● **SHORT TASK**: Please copy out every one of the following items line for line, changing nothing.

:: LISTING

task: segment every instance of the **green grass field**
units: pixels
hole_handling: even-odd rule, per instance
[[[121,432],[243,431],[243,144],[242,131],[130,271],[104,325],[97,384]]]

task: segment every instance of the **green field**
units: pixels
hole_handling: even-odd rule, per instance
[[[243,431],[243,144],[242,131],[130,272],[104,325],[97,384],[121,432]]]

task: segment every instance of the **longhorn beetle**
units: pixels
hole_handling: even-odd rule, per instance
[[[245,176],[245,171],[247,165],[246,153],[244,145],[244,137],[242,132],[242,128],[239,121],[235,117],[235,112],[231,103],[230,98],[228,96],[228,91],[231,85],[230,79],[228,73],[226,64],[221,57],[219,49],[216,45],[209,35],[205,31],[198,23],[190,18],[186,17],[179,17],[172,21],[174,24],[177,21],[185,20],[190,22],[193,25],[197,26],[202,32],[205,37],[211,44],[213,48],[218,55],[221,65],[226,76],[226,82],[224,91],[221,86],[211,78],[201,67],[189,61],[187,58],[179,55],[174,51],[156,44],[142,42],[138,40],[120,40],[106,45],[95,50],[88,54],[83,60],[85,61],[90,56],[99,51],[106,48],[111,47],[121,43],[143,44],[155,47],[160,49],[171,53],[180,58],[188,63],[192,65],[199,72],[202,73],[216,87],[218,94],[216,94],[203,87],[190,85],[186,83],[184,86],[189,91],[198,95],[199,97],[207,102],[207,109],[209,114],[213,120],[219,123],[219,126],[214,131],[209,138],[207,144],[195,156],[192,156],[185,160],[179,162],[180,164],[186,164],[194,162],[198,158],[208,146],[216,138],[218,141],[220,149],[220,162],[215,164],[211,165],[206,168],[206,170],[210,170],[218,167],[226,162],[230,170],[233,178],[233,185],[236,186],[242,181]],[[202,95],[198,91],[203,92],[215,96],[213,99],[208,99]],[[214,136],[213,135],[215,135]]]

::::

● **IN RESPONSE**:
task: segment every instance of the **green grass field**
units: pixels
hole_handling: even-odd rule, per instance
[[[121,432],[243,431],[243,144],[242,131],[130,271],[104,325],[97,384]]]

task: segment every instance of the **green field**
units: pixels
hole_handling: even-odd rule, per instance
[[[243,431],[243,144],[242,131],[130,272],[104,325],[97,384],[121,432]]]

task: segment every instance of the **longhorn beetle**
units: pixels
hole_handling: even-odd rule, per instance
[[[245,176],[245,171],[247,165],[246,153],[244,145],[244,137],[242,132],[242,128],[239,121],[235,117],[235,112],[231,103],[230,98],[228,96],[228,91],[231,85],[230,79],[228,73],[226,64],[221,57],[219,49],[216,45],[209,35],[205,31],[198,23],[190,18],[186,17],[179,17],[172,21],[174,24],[177,21],[185,20],[190,22],[193,25],[197,26],[202,32],[205,37],[211,44],[213,48],[218,55],[221,65],[226,76],[226,82],[224,91],[221,86],[211,78],[201,67],[189,61],[187,58],[179,55],[174,51],[156,44],[142,42],[138,40],[120,40],[106,45],[95,50],[88,54],[83,60],[85,61],[90,56],[99,51],[106,48],[111,47],[121,43],[143,44],[155,47],[160,49],[171,53],[180,58],[188,63],[192,65],[199,72],[202,73],[216,87],[218,94],[216,94],[203,87],[190,85],[186,83],[184,86],[189,91],[198,95],[199,97],[207,102],[207,109],[209,114],[213,120],[219,123],[219,126],[214,131],[209,138],[207,144],[195,156],[192,156],[185,160],[179,162],[180,164],[186,164],[194,162],[198,158],[208,146],[216,138],[218,141],[220,149],[220,162],[215,164],[211,165],[206,168],[206,170],[210,170],[218,167],[226,162],[230,170],[233,178],[233,185],[236,186],[242,181]],[[202,95],[198,91],[203,92],[215,96],[213,99],[208,99]],[[214,136],[213,135],[215,135]]]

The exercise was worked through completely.